What to produce. Every entry must be printed again exactly, with nothing left out.

Study material.

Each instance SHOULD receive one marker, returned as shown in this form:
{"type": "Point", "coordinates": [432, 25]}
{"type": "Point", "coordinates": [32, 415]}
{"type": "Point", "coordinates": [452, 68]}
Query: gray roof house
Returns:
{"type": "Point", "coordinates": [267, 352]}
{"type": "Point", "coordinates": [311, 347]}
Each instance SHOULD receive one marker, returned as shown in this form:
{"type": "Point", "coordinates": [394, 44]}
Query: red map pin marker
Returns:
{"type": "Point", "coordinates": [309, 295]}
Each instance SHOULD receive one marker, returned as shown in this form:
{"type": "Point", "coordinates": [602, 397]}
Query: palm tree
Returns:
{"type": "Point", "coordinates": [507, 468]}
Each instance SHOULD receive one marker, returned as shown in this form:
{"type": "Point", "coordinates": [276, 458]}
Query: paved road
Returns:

Task response.
Each instance SHOULD receive one marker, returned as shown in this form:
{"type": "Point", "coordinates": [432, 25]}
{"type": "Point", "coordinates": [32, 415]}
{"type": "Point", "coordinates": [452, 68]}
Query: gray roof house
Returns:
{"type": "Point", "coordinates": [267, 352]}
{"type": "Point", "coordinates": [311, 347]}
Each instance SHOULD receive one marker, returned as shown in this form:
{"type": "Point", "coordinates": [394, 44]}
Query: red map pin marker
Returns:
{"type": "Point", "coordinates": [309, 295]}
Each instance SHOULD receive one marker, returned as shown in this form:
{"type": "Point", "coordinates": [602, 397]}
Query: palm tree
Returns:
{"type": "Point", "coordinates": [507, 468]}
Each instance SHOULD receive one marker, returned as shown in this form:
{"type": "Point", "coordinates": [276, 458]}
Query: paved road
Returns:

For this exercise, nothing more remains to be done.